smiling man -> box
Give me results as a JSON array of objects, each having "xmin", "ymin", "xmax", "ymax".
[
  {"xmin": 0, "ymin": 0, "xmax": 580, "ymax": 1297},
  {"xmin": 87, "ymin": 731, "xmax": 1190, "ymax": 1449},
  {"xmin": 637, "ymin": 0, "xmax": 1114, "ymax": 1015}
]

WHAT YOU SHOULD DO. Reproduce, exactly and in full, the lines from the one that contains "Give me results" to the end of the material.

RESPONSE TO THE EXERCISE.
Give me results as a JSON array of objects, each having "xmin", "ymin", "xmax", "ymax".
[
  {"xmin": 0, "ymin": 0, "xmax": 580, "ymax": 1297},
  {"xmin": 87, "ymin": 731, "xmax": 1190, "ymax": 1449},
  {"xmin": 637, "ymin": 0, "xmax": 1114, "ymax": 1015}
]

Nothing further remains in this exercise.